§ **Items in a dataset**:

_____

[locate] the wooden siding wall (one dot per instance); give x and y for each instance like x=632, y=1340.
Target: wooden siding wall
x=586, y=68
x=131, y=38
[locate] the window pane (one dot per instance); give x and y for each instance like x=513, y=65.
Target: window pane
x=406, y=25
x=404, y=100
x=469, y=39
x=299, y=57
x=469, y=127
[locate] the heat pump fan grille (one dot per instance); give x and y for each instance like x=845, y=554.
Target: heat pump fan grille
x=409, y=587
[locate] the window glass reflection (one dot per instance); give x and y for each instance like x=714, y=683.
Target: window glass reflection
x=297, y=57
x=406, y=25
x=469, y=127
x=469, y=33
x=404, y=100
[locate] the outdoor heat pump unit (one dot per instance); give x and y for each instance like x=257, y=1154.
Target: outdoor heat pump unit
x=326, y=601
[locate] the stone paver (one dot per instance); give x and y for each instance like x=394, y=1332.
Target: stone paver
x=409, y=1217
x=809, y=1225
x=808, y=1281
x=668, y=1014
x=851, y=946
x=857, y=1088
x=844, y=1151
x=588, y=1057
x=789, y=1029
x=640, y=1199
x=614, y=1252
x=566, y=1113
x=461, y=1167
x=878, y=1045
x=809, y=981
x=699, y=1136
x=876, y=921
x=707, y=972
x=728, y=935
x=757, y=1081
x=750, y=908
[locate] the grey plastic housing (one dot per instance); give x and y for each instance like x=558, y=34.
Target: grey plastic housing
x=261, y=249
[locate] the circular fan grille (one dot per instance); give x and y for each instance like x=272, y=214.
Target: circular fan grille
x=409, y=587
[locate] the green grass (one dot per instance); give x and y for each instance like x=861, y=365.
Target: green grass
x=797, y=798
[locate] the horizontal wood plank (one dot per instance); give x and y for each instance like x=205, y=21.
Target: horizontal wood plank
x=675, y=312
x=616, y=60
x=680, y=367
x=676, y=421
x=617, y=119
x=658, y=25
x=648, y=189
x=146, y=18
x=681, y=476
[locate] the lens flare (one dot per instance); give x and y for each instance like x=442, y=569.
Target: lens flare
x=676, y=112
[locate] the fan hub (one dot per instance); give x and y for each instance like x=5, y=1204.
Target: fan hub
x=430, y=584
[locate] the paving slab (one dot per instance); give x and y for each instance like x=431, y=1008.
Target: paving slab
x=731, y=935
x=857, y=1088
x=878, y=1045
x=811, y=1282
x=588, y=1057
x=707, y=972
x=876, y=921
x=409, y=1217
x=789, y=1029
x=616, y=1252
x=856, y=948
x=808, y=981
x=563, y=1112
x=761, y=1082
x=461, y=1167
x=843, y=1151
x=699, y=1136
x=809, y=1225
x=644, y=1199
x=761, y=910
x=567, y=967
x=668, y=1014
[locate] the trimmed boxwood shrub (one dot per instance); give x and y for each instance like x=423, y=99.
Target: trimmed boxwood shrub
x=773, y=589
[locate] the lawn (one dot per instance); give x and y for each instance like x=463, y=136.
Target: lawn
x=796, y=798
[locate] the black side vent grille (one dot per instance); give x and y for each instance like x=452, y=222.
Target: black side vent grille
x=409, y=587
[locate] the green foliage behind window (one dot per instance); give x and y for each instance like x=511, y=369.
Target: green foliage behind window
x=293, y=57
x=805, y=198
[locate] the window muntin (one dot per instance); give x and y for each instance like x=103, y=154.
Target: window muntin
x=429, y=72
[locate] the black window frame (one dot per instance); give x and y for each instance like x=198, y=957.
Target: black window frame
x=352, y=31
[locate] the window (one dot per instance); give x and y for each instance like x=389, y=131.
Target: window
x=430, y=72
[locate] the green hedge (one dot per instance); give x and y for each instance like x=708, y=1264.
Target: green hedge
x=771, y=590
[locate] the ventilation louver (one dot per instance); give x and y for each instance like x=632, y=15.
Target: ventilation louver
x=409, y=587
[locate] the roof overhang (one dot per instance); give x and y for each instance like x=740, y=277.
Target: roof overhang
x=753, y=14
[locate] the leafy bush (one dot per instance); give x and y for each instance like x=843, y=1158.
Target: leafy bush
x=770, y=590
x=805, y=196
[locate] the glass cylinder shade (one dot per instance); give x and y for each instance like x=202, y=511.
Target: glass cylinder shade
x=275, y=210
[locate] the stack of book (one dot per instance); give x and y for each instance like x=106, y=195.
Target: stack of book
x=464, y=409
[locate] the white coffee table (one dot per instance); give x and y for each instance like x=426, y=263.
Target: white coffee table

_____

§ **DIRECTIONS**: Lay out as a numbered list the stretch of lines from the one containing "[locate] the lens" through the one containing "x=805, y=196", both included, leaving out any blank lines.

§ **COMPLETED TASK**:
1. [locate] the lens flare (one dot per instance); give x and y for each instance like x=442, y=569.
2. Target: lens flare
3. x=676, y=112
4. [locate] the fan hub (one dot per instance); give x and y for each instance like x=5, y=1204.
5. Target: fan hub
6. x=430, y=584
7. [locate] the paving slab (one dot per instance); give x and y for each instance like x=431, y=1008.
8. Target: paving slab
9. x=731, y=935
10. x=857, y=1088
11. x=878, y=1045
12. x=811, y=1282
13. x=588, y=1057
14. x=707, y=972
15. x=876, y=921
16. x=409, y=1217
17. x=789, y=1029
18. x=616, y=1252
19. x=856, y=948
20. x=808, y=981
21. x=563, y=1112
22. x=761, y=1082
23. x=461, y=1167
24. x=843, y=1151
25. x=699, y=1136
26. x=809, y=1225
27. x=644, y=1199
28. x=761, y=910
29. x=567, y=967
30. x=668, y=1014
31. [locate] the trimmed boxwood shrub (one dot per instance); give x and y for each instance like x=423, y=99.
32. Target: trimmed boxwood shrub
33. x=773, y=589
34. [locate] the lawn (one dot per instance); give x and y for each instance like x=463, y=136.
35. Target: lawn
36. x=796, y=798
37. [locate] the black side vent grille (one dot per instance); give x and y for each instance like x=452, y=222.
38. Target: black side vent grille
39. x=409, y=587
40. [locate] the green foliage behind window (one dot per instance); give x and y for each instance like x=511, y=369.
41. Target: green foliage behind window
42. x=293, y=57
43. x=805, y=198
44. [locate] the window muntin (one dot per instance); give x and y for each instance like x=103, y=154.
45. Target: window muntin
46. x=429, y=72
47. [locate] the black window frame (one dot per instance); give x and y for each instance like x=198, y=957.
48. Target: black window frame
49. x=352, y=31
50. [locate] the window (one dot per instance); give x and y for each instance like x=389, y=131.
51. Target: window
52. x=430, y=72
53. [locate] the green hedge (one dot per instance); give x and y for each instance like x=708, y=1264.
54. Target: green hedge
55. x=771, y=590
56. [locate] the ventilation louver (one dot per instance); give x and y for each instance like x=632, y=15.
57. Target: ventilation louver
58. x=409, y=587
59. [locate] the roof overhang (one dot per instance); give x and y for each instance like x=740, y=277.
60. Target: roof overhang
61. x=753, y=14
62. [locate] the leafy bush (one dot per instance); give x and y for each instance like x=843, y=1158.
63. Target: leafy bush
64. x=770, y=590
65. x=805, y=196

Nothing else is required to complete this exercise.